Reading passage
Steinberg, who has died aged 95, discovered that drugs’ interactions with other drugs and with the chemicals produced by our own brain are unpredictable. “Whatever you administer, you may disturb something else as well,” she concluded, adding: “The drugs companies on the whole don’t like that concept.”

While conducting experiments on laboratory rats, Steinberg found that, when given Drinamyl the animals became hyperactive – because the barbiturate made the amphetamine even more powerful instead of neutralising it. She also discovered that the emotional situation of the subject – whether it was relaxed or stressed – profoundly influenced the result.

Later on in her career, she studied the emotional impact of exercise, showing that regular exercise increases well-being and enhances creativity, but that it can also become addictive, something which is widely accepted today.

Hannah Ruth Steinberg was the daughter of Marie Wein and Michael Steinberg, a well-to-do Vienna lawyer. At first, hers was a comfortable, middle-class upbringing but by the time she was 14 things turned nasty.

After she was shamed in front of her classmates as an example of an inferior race, her parents didn’t wait for the situation to get even worse and in December,1938 they put her on a train to England, one of the first children on the Kindertransport.

Entries supplied
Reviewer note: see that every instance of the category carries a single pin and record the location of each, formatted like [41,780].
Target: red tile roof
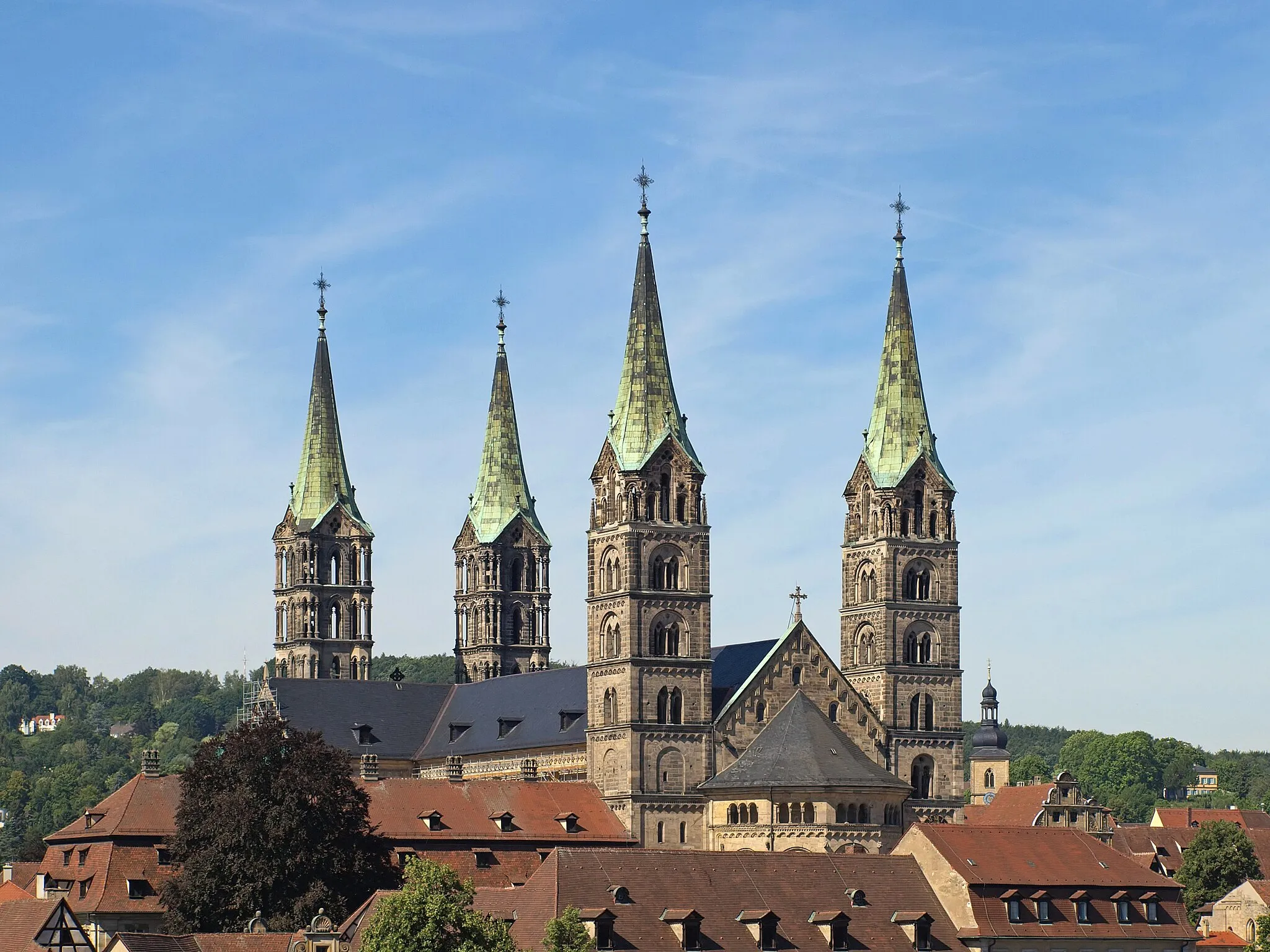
[466,810]
[1173,818]
[721,886]
[1037,856]
[144,806]
[1223,940]
[1162,845]
[12,891]
[1013,806]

Required work
Copy the part of the Steinberg passage between "Later on in" and "widely accepted today.", inclusive, changing every "exercise" to "physical activity".

Answer section
Later on in her career, she studied the emotional impact of physical activity, showing that regular physical activity increases well-being and enhances creativity, but that it can also become addictive, something which is widely accepted today.